WHAT TO WORK ON
Your output should repeat each record below with no differences.

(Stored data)
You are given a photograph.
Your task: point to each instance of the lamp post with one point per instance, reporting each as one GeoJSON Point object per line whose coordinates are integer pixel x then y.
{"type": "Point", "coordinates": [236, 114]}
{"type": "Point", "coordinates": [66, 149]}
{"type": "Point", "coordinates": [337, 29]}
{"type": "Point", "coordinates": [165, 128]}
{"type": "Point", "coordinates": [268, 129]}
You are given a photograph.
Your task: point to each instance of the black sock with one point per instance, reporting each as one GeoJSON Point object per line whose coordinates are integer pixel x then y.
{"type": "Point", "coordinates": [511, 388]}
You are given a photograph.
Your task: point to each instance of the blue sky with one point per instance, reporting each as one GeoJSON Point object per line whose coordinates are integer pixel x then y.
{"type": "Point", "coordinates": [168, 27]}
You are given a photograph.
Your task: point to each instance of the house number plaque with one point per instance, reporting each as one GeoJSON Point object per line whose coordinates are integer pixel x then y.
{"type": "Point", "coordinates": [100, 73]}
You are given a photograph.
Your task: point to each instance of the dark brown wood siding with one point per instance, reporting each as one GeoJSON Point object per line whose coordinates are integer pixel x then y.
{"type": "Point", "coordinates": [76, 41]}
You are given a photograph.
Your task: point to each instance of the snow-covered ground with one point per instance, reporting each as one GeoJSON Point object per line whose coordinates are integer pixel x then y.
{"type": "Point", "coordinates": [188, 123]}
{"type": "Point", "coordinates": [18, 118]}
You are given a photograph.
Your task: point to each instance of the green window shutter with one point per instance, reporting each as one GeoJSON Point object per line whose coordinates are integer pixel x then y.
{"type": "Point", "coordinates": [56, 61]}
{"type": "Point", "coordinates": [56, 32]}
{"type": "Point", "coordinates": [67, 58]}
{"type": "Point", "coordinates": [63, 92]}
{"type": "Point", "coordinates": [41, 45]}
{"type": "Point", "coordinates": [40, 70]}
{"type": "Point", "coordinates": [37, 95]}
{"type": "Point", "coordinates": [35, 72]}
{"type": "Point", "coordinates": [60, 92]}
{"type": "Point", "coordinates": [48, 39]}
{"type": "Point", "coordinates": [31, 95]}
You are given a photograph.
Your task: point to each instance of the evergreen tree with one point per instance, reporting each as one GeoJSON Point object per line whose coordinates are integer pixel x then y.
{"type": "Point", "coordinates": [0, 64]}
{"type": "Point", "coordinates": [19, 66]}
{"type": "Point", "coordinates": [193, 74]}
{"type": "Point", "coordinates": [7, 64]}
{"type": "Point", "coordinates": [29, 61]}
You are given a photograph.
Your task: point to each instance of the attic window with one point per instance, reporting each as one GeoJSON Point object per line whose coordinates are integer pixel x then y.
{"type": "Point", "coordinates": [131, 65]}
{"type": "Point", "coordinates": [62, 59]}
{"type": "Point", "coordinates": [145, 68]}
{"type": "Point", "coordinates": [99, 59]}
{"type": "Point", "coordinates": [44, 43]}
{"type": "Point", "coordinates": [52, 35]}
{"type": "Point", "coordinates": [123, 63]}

RESULT FOR THIS TASK
You are given a photograph.
Your task: point to each instance of the lamp post with one point per instance, reporting each as one GeoJSON Point object per line whose coordinates are integer pixel x then y.
{"type": "Point", "coordinates": [236, 114]}
{"type": "Point", "coordinates": [66, 149]}
{"type": "Point", "coordinates": [337, 29]}
{"type": "Point", "coordinates": [165, 128]}
{"type": "Point", "coordinates": [268, 129]}
You are given a photograph.
Your task: point to each instance of the black sock with one point per instance, reporting each as one GeoJSON Point object per line whose coordinates are integer pixel x then y.
{"type": "Point", "coordinates": [511, 388]}
You are given a photograph.
Your task: point to each instance of the blue sky with one point per instance, reporting each as one GeoJSON Point object per line whose coordinates are integer pixel x then y.
{"type": "Point", "coordinates": [168, 27]}
You are given a photograph.
Your task: point to each instance of the house number plaque with one point per instance, reporting each as one GeoJSON Point object per line whose coordinates are integer pixel x then y.
{"type": "Point", "coordinates": [100, 73]}
You are given a photograph.
Your task: point to each instance of the dark brown wood siding with one point per instance, reporting each as one GeoJSON Point object per line whose coordinates are integer pixel x then y.
{"type": "Point", "coordinates": [76, 41]}
You are given a photograph.
Your task: point to each instance of the snow-covered ground with one point per instance, reporting each as one GeoJSON Point object per line whose coordinates are integer pixel x then y.
{"type": "Point", "coordinates": [188, 123]}
{"type": "Point", "coordinates": [18, 118]}
You are given a photograph.
Your task: point to each instance of the green window shutter with one point per instance, reporting each as one GeoJSON Point object per line whose coordinates are integer pixel x then y.
{"type": "Point", "coordinates": [56, 61]}
{"type": "Point", "coordinates": [56, 32]}
{"type": "Point", "coordinates": [67, 58]}
{"type": "Point", "coordinates": [63, 92]}
{"type": "Point", "coordinates": [41, 45]}
{"type": "Point", "coordinates": [40, 70]}
{"type": "Point", "coordinates": [37, 95]}
{"type": "Point", "coordinates": [35, 72]}
{"type": "Point", "coordinates": [60, 92]}
{"type": "Point", "coordinates": [48, 39]}
{"type": "Point", "coordinates": [31, 95]}
You are given a photograph.
Your task: point to each instance of the evergreen tree with one point per instance, reporting each as one GeoJSON Point object per line whose coordinates are integer pixel x then y.
{"type": "Point", "coordinates": [0, 64]}
{"type": "Point", "coordinates": [19, 66]}
{"type": "Point", "coordinates": [193, 74]}
{"type": "Point", "coordinates": [7, 64]}
{"type": "Point", "coordinates": [29, 61]}
You are given a photograph.
Your task: point to each instance of the attic window with one point per instance, reporting each as one GeoJSON Point object per line whose coordinates are integer pixel x then y.
{"type": "Point", "coordinates": [131, 65]}
{"type": "Point", "coordinates": [62, 59]}
{"type": "Point", "coordinates": [145, 68]}
{"type": "Point", "coordinates": [99, 59]}
{"type": "Point", "coordinates": [44, 43]}
{"type": "Point", "coordinates": [52, 35]}
{"type": "Point", "coordinates": [123, 63]}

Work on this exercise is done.